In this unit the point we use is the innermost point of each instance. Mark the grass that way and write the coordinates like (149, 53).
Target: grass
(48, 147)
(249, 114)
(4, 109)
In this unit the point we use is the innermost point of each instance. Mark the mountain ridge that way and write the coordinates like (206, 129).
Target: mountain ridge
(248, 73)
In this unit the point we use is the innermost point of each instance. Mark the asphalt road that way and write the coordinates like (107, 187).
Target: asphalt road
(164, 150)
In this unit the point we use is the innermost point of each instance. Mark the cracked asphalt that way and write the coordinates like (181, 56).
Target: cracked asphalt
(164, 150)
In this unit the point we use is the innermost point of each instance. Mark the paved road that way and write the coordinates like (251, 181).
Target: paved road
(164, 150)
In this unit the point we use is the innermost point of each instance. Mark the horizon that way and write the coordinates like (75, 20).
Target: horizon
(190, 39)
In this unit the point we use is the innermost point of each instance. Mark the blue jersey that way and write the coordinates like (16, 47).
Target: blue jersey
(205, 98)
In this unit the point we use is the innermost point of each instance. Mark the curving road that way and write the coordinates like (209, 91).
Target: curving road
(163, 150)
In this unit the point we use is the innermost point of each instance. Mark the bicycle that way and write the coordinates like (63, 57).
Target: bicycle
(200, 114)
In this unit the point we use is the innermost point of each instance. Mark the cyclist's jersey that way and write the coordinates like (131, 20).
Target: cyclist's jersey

==

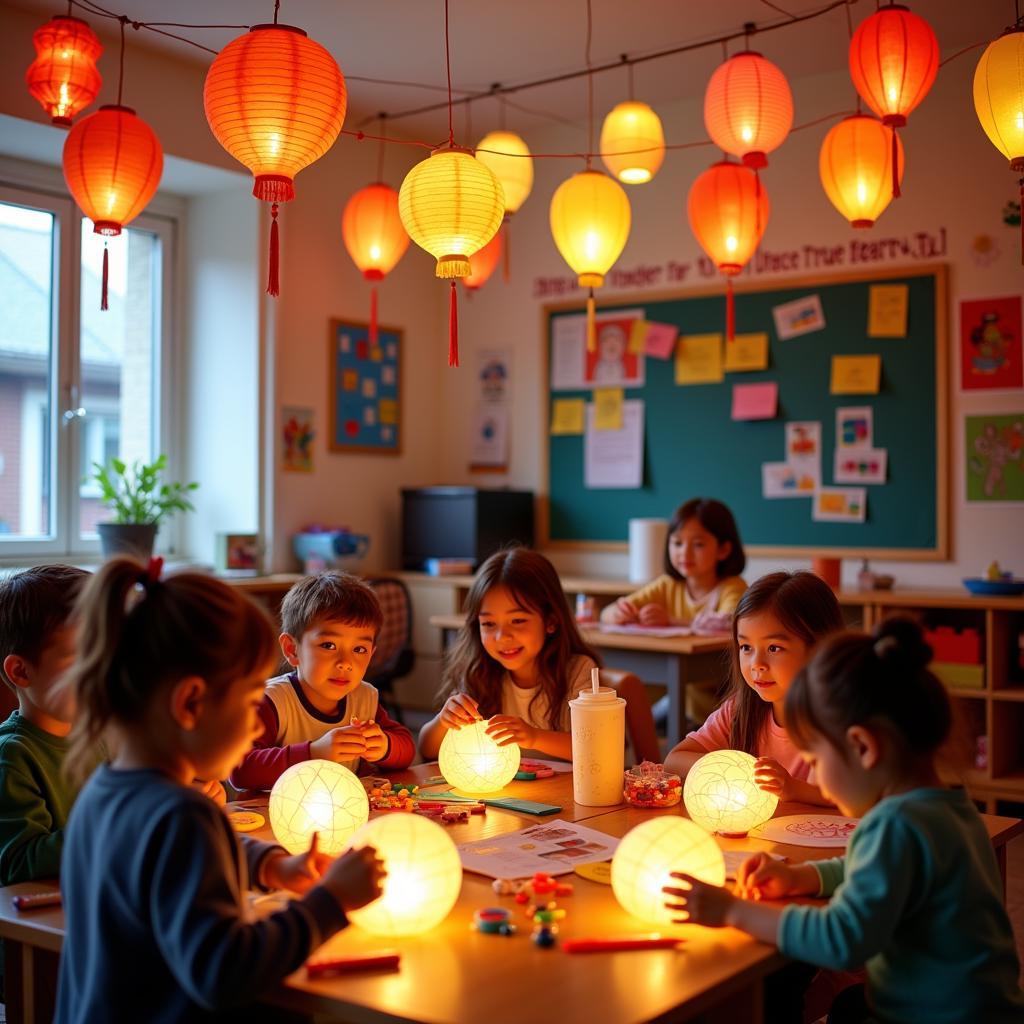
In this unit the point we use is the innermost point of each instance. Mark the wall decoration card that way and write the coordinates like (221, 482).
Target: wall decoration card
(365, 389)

* * *

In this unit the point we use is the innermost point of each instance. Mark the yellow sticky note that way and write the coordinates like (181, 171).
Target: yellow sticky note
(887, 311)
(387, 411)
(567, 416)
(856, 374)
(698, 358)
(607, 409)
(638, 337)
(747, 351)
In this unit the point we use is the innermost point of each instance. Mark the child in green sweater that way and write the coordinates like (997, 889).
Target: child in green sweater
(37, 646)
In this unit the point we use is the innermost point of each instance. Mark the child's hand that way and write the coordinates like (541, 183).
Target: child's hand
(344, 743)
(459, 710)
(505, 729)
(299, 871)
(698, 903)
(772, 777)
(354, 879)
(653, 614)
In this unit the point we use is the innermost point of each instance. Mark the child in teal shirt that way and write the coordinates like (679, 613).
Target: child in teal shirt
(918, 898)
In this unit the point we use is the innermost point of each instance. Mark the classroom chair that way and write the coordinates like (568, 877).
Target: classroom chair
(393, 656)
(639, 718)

▶ [The task]: Using the material above, report each line where "cyclist" occurs.

▶ [Result for this exercise]:
In this unit the point we use is the innermost point of each instance. Mark the cyclist's jersey that way and write the coordinates like (131, 20).
Target: cyclist's jersey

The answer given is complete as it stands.